■ EXERCISES TO COMPLETE ■
1 – According to the Sally Starr biography, what two nicknames did fans sometimes call her?
2 – Extend the Sally Starr biography, picking up right after the Jerry Blavat quote that ends it.
-- begin SOURCE --
- Born: Alleen Mae Beller January 25, 1923 Kansas City, Missouri, U.S.
- Died: January 27, 2013 (aged 90) Berlin, New Jersey, U.S.
- Occupation: Entertainer
- Years active: 1935–2006

= Sally Starr (TV hostess) =

American celebrity television personality (1923–2013)

Alleen Mae Beller (January 25, 1923 – January 27, 2013), also known as Sally Starr, was a prominent 1950s and 1960s celebrity television personality. Using a cowgirl persona, she appealed to local TV audiences of several generations of children through American radio, Broadway stage, movies and as a recording artist for more than sixty years. Fans remained loyal in the Philadelphia metropolitan area and embraced her cowgirl personality as part of their own family identity, and sometimes referred to her as "Aunt Sally" or "Our Gal Sal."

Her numerous personal appearances at events were an attraction for both children and adults. In paying tribute to her following her death, popular Philadelphia disc jockey Jerry Blavat, said of Starr:

"She was someone who was pure. Her persona was always Sally Starr. She understood the importance of being a personality on and off the air. She was always in costume. She represented the true style of what it was to be a personality."
-- end SOURCE --
-- begin DATA PROVIDED --
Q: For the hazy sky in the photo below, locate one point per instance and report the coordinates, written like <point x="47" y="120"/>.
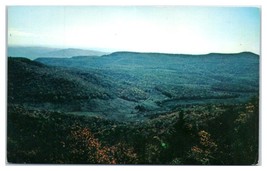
-- end DATA PROVIDED --
■ EXPECTED RESPONSES ■
1 – "Aunt Sally" and "Our Gal Sal."

2 –
Sally Starr was the first top-rated female disc jockey in the United States. She worked as an announcer, writer and producer, while also appearing on stage and in movies. She established herself as a pioneer in the history of early broadcast television and radio in the United States.

==Biography==
Starr was born as Alleen Mae Beller in Kansas City, Missouri, and legally changed her name to Starr in 1941. She was the second oldest of five girls. Her parents, Charles and Bertha Beller, encouraged her to enter the world of show business, for which she exhibited both talent and ambition. At the age of twelve, she and her sister Mildred, who were billed as the "Little Missouri Maids," made their debut on the CBS radio program "Brush Creek Follies".

==Broadcast, acting, and recording artist==
Her broadcast and entertainment career began with creation of the character of a blonde cowgirl who hosted an afternoon children's program for Philadelphia station WFIL-TV (now WPVI) from the 1950s to 1971. Her program was usually known as Popeye Theater or a variation, which presented Popeye cartoons and Three Stooges shorts. The theme song of the show was a variation on the theme from Wagon Train by Jerome Moross. She was also briefly the host of Starr Theater, which ran after Popeye Theater, and presented a cowboy movie. The program ran from the 1950s through 1971. She hosted a number of guest visitors including the Three Stooges and Colonel Sanders, plus local legends Dick Clark and Chief Halftown.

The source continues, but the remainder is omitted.